- WHAT YOU SHOULD DO: Add 24 to every pixel coordinate in the answers, then write out everything from the line containing "[point] at the cheek" down to the end of the material, keeping all other lines as they are.

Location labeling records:
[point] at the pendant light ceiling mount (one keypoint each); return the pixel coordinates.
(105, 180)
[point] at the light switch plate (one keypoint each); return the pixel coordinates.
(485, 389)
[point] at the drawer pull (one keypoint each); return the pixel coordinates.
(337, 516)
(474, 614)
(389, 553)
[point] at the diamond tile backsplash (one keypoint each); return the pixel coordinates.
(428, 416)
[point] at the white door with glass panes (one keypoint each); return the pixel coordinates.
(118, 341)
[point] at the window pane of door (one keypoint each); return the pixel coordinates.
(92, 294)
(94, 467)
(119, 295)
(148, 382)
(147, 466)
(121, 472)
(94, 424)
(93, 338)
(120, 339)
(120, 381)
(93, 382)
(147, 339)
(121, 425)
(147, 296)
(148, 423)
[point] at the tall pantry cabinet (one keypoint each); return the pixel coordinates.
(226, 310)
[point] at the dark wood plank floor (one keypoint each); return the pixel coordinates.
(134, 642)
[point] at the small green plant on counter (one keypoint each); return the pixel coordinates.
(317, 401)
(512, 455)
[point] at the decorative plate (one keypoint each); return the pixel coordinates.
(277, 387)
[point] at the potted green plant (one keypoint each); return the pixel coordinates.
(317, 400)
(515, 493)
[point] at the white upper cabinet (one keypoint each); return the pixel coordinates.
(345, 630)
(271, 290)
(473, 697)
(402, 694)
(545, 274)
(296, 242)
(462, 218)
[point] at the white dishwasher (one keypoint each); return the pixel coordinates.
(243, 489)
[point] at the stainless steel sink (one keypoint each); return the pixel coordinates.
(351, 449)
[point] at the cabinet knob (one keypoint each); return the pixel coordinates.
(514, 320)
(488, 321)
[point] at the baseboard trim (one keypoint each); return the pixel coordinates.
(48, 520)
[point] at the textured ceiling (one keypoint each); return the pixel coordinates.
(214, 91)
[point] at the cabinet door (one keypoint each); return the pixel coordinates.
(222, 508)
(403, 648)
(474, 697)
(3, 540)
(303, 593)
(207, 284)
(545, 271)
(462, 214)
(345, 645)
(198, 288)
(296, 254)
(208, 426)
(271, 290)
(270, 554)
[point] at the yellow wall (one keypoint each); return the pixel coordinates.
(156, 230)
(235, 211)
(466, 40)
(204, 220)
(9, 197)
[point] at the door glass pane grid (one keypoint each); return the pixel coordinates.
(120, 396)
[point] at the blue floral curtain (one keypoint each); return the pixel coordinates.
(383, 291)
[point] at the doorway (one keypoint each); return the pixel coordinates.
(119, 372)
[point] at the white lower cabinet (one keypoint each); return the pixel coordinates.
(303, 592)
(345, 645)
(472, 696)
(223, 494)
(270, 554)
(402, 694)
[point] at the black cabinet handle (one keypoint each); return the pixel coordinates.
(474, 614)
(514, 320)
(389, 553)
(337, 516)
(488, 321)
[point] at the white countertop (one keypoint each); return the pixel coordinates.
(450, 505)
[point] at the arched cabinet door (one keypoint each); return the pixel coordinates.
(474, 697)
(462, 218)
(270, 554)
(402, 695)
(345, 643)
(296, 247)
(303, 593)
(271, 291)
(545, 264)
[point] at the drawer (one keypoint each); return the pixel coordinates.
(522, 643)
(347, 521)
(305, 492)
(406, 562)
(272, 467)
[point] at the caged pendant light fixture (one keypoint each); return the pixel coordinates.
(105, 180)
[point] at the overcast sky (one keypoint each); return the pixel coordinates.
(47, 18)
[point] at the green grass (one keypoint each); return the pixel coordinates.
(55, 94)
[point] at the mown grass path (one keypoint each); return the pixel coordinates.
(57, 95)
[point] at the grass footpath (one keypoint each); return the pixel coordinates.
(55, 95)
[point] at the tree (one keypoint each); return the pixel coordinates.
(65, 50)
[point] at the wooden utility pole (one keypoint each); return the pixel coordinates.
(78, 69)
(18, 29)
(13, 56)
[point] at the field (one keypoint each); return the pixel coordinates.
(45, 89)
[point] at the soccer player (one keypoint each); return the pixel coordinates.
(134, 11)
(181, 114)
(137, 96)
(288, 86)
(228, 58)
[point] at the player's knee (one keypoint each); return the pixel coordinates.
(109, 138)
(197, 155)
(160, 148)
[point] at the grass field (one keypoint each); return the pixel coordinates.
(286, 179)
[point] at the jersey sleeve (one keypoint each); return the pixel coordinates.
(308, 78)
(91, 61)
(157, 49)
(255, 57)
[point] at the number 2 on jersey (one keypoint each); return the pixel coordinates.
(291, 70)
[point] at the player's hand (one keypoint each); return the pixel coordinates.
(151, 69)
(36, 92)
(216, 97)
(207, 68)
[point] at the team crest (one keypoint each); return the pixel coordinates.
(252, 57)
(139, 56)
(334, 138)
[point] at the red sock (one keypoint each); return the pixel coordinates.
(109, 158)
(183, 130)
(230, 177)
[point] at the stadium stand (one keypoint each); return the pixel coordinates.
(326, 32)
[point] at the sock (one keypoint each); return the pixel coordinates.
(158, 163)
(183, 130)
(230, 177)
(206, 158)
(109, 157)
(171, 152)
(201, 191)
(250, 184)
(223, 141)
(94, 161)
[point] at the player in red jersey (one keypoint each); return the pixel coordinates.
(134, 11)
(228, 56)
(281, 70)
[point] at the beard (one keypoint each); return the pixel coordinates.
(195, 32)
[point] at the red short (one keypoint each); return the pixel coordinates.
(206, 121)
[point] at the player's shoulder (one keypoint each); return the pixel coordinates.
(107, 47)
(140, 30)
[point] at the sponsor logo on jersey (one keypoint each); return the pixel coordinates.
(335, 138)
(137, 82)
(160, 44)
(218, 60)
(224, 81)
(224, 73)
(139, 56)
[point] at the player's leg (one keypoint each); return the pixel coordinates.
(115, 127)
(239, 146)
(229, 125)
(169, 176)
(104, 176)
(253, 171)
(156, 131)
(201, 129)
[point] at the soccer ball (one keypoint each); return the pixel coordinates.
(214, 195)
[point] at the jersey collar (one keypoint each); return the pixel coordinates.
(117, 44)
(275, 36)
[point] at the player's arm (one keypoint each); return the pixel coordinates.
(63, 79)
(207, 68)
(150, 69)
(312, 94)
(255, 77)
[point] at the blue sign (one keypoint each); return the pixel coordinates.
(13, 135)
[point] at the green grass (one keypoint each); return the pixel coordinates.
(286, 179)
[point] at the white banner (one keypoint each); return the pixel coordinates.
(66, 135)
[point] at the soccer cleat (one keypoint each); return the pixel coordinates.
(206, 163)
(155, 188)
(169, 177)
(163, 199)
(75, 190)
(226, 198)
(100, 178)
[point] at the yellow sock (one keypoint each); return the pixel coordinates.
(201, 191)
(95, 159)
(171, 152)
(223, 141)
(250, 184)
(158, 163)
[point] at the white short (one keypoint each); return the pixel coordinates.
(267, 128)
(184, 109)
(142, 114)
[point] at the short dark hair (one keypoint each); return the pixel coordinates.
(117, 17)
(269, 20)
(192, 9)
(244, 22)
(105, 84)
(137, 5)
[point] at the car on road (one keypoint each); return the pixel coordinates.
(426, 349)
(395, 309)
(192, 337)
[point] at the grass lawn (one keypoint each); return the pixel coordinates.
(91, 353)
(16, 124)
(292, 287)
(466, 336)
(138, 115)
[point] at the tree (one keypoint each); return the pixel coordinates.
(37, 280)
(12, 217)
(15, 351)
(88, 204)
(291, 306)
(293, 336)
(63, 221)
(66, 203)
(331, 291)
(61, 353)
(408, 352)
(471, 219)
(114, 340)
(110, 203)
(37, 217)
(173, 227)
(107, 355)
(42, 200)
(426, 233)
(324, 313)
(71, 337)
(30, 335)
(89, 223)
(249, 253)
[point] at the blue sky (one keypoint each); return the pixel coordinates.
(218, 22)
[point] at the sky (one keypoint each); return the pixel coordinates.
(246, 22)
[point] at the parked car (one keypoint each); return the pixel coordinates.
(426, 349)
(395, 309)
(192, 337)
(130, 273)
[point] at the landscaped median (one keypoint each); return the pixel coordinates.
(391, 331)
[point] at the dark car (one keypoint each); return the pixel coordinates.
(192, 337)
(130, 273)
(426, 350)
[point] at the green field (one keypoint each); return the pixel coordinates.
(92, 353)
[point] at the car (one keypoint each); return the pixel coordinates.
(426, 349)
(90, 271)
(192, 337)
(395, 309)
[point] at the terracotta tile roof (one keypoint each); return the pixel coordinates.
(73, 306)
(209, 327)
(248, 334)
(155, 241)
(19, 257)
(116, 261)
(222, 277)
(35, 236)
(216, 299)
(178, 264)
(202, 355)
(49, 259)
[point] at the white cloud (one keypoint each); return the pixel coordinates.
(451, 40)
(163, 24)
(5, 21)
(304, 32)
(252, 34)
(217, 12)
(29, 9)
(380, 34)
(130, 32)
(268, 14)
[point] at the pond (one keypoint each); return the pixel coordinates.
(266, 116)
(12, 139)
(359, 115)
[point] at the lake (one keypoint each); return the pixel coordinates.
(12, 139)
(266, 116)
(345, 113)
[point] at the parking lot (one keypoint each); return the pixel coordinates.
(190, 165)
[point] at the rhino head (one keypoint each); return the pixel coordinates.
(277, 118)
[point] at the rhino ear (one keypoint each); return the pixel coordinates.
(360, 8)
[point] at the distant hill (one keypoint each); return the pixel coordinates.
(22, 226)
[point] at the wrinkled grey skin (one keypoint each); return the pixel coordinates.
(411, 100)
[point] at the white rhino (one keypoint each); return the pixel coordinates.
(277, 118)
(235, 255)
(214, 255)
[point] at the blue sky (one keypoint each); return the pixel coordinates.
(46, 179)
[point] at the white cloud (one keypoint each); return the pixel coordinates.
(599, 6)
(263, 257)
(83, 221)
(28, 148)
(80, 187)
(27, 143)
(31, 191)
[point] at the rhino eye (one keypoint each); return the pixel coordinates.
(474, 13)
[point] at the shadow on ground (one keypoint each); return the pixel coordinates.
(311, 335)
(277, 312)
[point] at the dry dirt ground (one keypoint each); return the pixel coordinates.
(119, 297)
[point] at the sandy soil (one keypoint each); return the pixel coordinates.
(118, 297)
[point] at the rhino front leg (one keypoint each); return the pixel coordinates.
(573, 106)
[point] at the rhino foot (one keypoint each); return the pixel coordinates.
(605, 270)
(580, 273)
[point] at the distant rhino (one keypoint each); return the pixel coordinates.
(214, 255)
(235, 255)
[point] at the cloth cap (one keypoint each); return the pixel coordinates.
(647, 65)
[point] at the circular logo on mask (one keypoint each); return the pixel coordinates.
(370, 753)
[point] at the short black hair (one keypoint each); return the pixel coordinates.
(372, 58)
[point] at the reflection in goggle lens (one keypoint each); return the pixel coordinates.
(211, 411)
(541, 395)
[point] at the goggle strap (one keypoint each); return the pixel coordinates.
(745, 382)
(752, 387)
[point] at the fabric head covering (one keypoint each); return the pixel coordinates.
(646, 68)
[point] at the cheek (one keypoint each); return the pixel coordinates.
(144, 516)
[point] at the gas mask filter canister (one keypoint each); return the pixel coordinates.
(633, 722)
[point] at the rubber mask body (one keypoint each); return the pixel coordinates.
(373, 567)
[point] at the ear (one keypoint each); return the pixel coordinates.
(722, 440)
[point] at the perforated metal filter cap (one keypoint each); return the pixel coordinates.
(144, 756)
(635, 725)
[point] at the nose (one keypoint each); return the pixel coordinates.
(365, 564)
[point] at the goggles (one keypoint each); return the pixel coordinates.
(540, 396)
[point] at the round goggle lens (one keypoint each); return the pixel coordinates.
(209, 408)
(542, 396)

- COMPLETE ANSWER:
[point] at the cheek (one keypoint each); return the pixel coordinates.
(168, 540)
[point] at the gas mask filter canister (one keypoint each); return the pixel coordinates.
(657, 746)
[point] at the rubber mask body (one keypoint each); return the pixel coordinates.
(397, 591)
[point] at the ear (one keypoint each); return the pixel coordinates.
(746, 464)
[point] at the perforated metal filter cap (one keypoint each); return the pixel coordinates.
(168, 780)
(659, 749)
[point] at the nose (one keypoint each); return the pixel coordinates.
(389, 588)
[point] at the goggles (one keypoint each); return the pixel coordinates.
(564, 420)
[point] at the round goggle lens (one keypoint each); return the pixel coordinates.
(233, 432)
(566, 420)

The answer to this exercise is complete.